(PROBLEM TO WORK ON): The records that follow must be repeated verbatim, every one of them.

(INFORMATION SUPPLIED):

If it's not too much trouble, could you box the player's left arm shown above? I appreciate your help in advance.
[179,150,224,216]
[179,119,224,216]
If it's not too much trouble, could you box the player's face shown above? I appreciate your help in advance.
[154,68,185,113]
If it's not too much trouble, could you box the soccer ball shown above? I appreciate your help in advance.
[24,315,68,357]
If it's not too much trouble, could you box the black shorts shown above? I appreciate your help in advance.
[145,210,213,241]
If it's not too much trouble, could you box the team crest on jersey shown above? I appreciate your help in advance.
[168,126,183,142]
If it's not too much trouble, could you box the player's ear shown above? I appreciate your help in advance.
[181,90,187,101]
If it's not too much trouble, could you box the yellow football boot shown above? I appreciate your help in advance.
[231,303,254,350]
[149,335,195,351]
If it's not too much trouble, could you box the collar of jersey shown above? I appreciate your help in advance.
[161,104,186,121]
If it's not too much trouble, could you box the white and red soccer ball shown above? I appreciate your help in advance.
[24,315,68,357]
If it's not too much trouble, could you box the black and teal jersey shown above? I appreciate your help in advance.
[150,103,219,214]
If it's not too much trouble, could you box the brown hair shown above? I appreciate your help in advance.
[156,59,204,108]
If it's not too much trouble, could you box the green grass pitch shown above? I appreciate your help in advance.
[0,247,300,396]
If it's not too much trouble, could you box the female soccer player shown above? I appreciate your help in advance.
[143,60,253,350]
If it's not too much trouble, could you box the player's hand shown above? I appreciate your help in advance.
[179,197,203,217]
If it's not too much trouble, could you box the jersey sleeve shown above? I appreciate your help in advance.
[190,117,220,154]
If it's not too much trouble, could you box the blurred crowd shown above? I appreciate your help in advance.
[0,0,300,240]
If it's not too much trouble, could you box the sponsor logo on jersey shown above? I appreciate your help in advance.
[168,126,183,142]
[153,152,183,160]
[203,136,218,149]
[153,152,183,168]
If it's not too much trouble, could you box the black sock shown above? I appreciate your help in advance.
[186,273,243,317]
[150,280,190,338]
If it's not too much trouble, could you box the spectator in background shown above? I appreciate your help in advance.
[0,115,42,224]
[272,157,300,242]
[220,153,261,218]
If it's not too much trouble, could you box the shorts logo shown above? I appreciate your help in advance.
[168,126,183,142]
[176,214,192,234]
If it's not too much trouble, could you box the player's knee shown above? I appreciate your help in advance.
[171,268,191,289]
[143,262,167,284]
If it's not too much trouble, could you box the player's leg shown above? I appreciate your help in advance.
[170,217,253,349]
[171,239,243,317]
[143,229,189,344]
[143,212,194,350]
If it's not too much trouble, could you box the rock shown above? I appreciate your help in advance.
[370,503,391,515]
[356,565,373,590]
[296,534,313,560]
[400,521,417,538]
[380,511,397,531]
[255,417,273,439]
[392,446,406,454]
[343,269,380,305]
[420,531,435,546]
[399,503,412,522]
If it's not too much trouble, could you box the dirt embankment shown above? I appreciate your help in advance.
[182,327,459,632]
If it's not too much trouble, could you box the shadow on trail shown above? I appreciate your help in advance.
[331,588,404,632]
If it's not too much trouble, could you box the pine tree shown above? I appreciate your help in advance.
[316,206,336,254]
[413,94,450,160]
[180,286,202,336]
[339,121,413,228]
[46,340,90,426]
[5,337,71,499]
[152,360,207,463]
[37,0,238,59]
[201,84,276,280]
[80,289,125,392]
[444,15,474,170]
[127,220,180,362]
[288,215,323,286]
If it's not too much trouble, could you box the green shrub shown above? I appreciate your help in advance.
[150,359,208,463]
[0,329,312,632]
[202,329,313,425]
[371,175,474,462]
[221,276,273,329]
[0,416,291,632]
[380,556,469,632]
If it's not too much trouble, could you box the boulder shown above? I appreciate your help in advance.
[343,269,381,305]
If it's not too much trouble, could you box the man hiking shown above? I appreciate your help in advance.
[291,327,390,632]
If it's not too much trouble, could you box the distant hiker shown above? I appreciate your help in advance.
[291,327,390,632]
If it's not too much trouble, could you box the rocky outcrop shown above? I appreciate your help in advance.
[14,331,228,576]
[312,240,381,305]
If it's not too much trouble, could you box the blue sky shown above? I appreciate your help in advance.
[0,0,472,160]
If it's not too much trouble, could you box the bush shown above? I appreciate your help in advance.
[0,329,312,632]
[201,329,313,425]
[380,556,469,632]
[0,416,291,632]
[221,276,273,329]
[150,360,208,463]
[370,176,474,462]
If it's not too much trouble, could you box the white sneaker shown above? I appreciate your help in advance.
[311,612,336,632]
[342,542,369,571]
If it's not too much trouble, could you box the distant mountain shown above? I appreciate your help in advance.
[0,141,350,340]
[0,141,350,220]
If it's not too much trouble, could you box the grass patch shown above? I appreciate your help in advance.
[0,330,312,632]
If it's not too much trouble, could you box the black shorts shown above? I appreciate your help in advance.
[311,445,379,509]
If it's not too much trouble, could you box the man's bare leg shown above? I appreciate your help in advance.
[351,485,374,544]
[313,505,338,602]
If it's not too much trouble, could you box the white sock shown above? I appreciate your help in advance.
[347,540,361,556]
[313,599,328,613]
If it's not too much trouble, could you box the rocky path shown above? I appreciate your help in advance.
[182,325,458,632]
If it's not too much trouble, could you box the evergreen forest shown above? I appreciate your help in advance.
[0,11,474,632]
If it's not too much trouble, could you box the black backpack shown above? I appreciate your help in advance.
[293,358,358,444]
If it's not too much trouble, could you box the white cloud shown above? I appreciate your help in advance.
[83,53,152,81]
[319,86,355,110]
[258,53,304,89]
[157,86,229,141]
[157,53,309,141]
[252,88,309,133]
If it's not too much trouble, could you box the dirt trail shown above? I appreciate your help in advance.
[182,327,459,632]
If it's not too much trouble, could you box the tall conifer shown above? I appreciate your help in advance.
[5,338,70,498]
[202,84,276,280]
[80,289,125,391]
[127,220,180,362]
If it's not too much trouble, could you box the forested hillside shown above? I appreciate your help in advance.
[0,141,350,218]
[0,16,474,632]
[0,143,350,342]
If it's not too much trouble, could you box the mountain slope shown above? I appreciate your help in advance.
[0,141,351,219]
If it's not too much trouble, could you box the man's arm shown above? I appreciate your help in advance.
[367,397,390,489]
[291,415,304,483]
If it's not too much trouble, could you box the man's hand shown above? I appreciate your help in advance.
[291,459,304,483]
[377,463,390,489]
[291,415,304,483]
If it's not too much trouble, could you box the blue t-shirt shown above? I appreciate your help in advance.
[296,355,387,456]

(FINISHED EXERCISE):
If it's not too much trouble, could you box the player's left arm shown above? I appreciate your help in advance.
[179,150,224,216]
[179,119,224,216]
If it's not too much trouble, could you box the player's face shown above? I appreciate your help in advance.
[154,68,185,113]
If it's not too much trouble, could you box the soccer ball shown above? I appreciate your help in advance.
[24,315,68,357]
If it's not too much trouble, could you box the black shorts shown above? I appreciate your help in advance.
[145,210,213,241]
If it's not too much trouble, could you box the team crest on jersey shown above? I appreciate your help in advance.
[168,126,183,142]
If it's not too much trouble, could you box the player's ear shown above? I appreciate your help in advance.
[181,90,187,101]
If it's not too much trouble, could you box the yellow football boot shown above? I appreciate your help in advance.
[231,303,254,350]
[149,335,195,351]
If it's not too much trouble, could you box the collar of jersey shown above? I appreciate your help in advance.
[161,104,186,121]
If it's not too much trouble, could you box the white and red soccer ball shown above? I appreciate your help in advance.
[24,315,68,357]
If it's not too much trouble, could you box the black and teal jersey shown above? I appreciate your help in advance.
[150,103,219,214]
If it's not too much trouble, could you box the brown hair shown above? I appreciate your help in advance.
[156,59,204,108]
If it's not too much trouble, could you box the green grass pitch shown above? I appreciate your help in advance.
[0,247,300,396]
If it's not too much trouble, could you box the female soccer player shown above? I appreciate your help in advance.
[143,60,253,350]
If it's not too much trouble, could you box the player's hand shown above? I appreciate your help in advance.
[179,197,203,217]
If it's not too much trouble, could you box the jersey sleeve shown above? I appreciate your help in advance.
[190,117,220,154]
If it's not too much trouble, could you box the blurred crowd shown above? I appreciate your help in advance.
[0,0,300,240]
If it's not too much trouble, could you box the sponsor logo on jersey shown above? I appreciate your help in advance.
[168,126,183,142]
[153,152,183,160]
[203,136,218,149]
[153,152,183,168]
If it's not too much trouble, could you box the black sock shown above? I appreciate your help in advance.
[186,273,243,317]
[150,280,190,338]
If it's not too much trouble, could you box the spectator in background shown above? I appreciate your help in advance.
[0,115,42,224]
[272,157,300,242]
[220,153,261,218]
If it's not too much trouble, could you box the shorts logo shown above? I appreciate your help in advance.
[168,126,183,142]
[176,214,192,234]
If it's not too much trouble, could you box the player's knee shown above? I appreciate your help in advance.
[171,268,191,289]
[143,262,167,284]
If it's not too much trouble, could you box the player's leg shown above? I appreciate your help in advance.
[170,217,253,349]
[171,239,243,317]
[143,229,189,344]
[143,212,194,350]
If it's not too much trouble, could you box the rock shown above? I appreciate your help in advance.
[370,503,391,515]
[356,565,373,590]
[296,534,313,560]
[400,521,417,538]
[380,511,397,531]
[255,417,273,439]
[392,446,406,454]
[343,269,380,305]
[420,531,435,546]
[399,503,412,522]
If it's not too much trouble, could you box the dirt embankment shown above? I appreciate your help in advance.
[182,327,459,632]
If it's not too much trouble, could you box the shadow on trail shown above? I appreciate your help in advance.
[331,588,404,632]
If it's not too much trouble, could you box the pine tree shown above? I appreciate your help in advance.
[316,206,336,254]
[413,94,450,160]
[180,286,202,336]
[339,121,413,228]
[46,340,90,426]
[5,337,71,499]
[152,360,207,463]
[37,0,238,59]
[201,84,276,280]
[80,289,125,392]
[444,15,474,170]
[127,220,180,362]
[288,215,323,286]
If it's not too much trouble, could you box the green shrub shown above? I appreciate your help in advance.
[150,359,208,463]
[0,329,312,632]
[202,329,313,425]
[371,175,474,462]
[221,276,273,329]
[0,416,291,632]
[380,556,469,632]
If it's not too much trouble, could you box the boulder shown above? I appreciate your help in advance.
[343,269,381,305]
If it's not too much trouble, could you box the man hiking shown above? I appreciate your help in advance.
[291,327,390,632]
If it's not too much trouble, could you box the distant hiker shown above? I appreciate your help in advance.
[291,327,390,632]
If it's not too much trouble, could you box the rocky outcrop shown above? I appreciate your help in advance.
[14,331,228,576]
[312,240,381,305]
If it's not too much trouble, could you box the blue sky shown above? I appreciate your help in advance.
[0,0,472,160]
If it's not too much trouble, could you box the bush shown above? I appreciate your help in advance.
[0,329,312,632]
[201,329,313,425]
[380,556,469,632]
[0,416,291,632]
[221,276,273,329]
[150,360,208,463]
[370,176,474,462]
If it's not too much trouble, could you box the white sneaker shown above? I appreciate your help in advance.
[311,612,336,632]
[342,542,369,571]
If it's not too much trouble, could you box the distant mountain shown above? I appreciate your help in advance.
[0,141,350,340]
[0,141,350,220]
If it's not too much trouble, could you box the grass patch shown above? I appreciate your help in advance.
[0,330,312,632]
If it's not too much trouble, could you box the black shorts shown above? I appreciate your help in advance.
[311,445,379,509]
If it's not too much trouble, could you box the man's bare leg shown above? I appreciate your help in advance.
[351,485,374,544]
[313,505,338,602]
If it's not too much trouble, could you box the white sock shown above? I appreciate your help in advance.
[347,540,361,556]
[313,599,328,613]
If it's not too much trouble, could you box the rocky path shown above? I appreciate your help in advance.
[182,325,458,632]
If it's not too much trouble, could you box the evergreen forest shown above? I appreciate your help in advance.
[0,11,474,632]
If it's not too much trouble, could you box the black backpack shown above? I appreciate your help in advance.
[293,358,358,444]
If it's not too much trouble, could you box the white cloud shown above? I appreciate your help in advance.
[83,53,152,81]
[319,86,355,110]
[258,53,304,89]
[157,86,229,141]
[157,53,309,141]
[252,88,309,133]
If it's not too much trouble, could you box the dirt trail shown above? I appreciate your help in advance.
[182,327,459,632]
If it's not too much trouble, could you box the tall conifer shown above? I appreciate your help in advance.
[5,338,70,498]
[202,84,276,280]
[80,289,125,391]
[127,220,180,362]
If it's not too much trouble, could you box the forested hillside shown above? I appreciate your help in advance.
[0,141,350,218]
[0,16,474,632]
[0,143,350,342]
If it's not too much trouble, could you box the mountain slope shown above? I appreciate your help in advance.
[0,141,351,219]
If it's not too much trouble, could you box the man's arm shown above? I appreciate your help in advance.
[367,397,390,489]
[291,415,304,483]
If it's not too much trouble, could you box the man's hand shown above? I appreciate your help in advance.
[291,459,304,483]
[377,463,390,489]
[291,415,304,483]
If it's not too much trouble, could you box the blue t-shirt shown above? I appreciate your help in advance.
[296,355,387,456]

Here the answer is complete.